Explains a classification or regression model. Explains which features contribute the most and how they contribute toward the prediction for a specific class.
- Data: dataset used to compute the explanations
- Model: a model which widget explains
- Selected data: data instance that belong to selected points in the plot
- Scores: The score of each attribute. Features that contribute more toward the final prediction have higher scores.
Explain Model widget explains classification and regression models with SHAP library. The widget gets a trained model and reference data on input. It uses the provided data to compute the contribution of each feature toward the prediction for a selected class.
- Select the target class -- the plot will show explanations for this class.
- Select number of the features shown in the plot.
- Show/hide the legend.
- Plot which shows the selected number of features that are most important for a model. For each feature, points in the graph show SHAP values (horizontal axis) for each data instance (row) in the data. SHAP value is a measure of how much each feature affect the model output. Higher SHAP value (higher deviation from the centre of the graph) means that feature value has a higher impact on the prediction for the selected class. Positive SHAP values (points right from the centre) are feature values with the impact toward the prediction for the selected class. Negative values (points left from the centre) have an impact against classification in this class. For regression, SHAP value shows how much the feature value affects the predicted value from the average prediction. Colours represent the value of each feature. Red colour represents higher feature value, while blue colour is a lower value. The colour range is defined based on all values in the dataset for a feature.

──────

- _Aim of the task_
Repeat everything in the Explain Model widget description from "Explain Model widget" down to "a selected class.", word for word.

- _Data extract_
──────

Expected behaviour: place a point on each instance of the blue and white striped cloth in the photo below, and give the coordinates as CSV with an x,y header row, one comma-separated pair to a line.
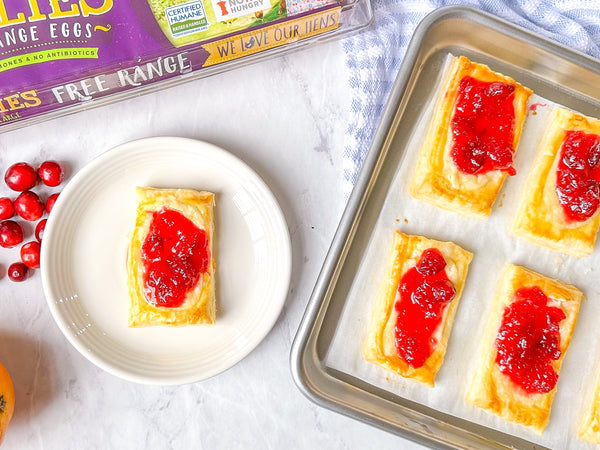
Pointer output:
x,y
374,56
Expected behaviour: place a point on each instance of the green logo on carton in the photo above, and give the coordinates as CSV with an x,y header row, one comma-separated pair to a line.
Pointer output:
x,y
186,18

──────

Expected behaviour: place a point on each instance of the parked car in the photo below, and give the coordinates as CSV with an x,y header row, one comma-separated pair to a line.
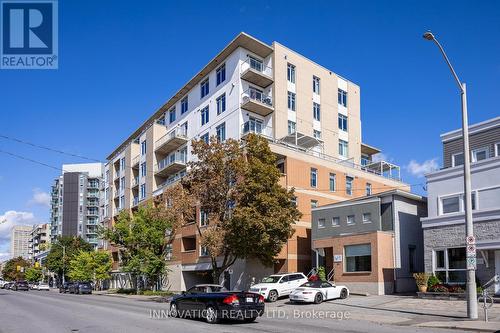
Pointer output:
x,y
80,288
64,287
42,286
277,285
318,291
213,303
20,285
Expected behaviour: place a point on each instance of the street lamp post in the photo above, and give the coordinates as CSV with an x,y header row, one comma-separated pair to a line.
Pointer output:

──────

- _Exercise solution_
Explain Model widget explains classification and regression models with SHAP library. The widget gets a trained model and reference data on input. It uses the provided data to compute the contribution of each feature toward the prediction for a selected class.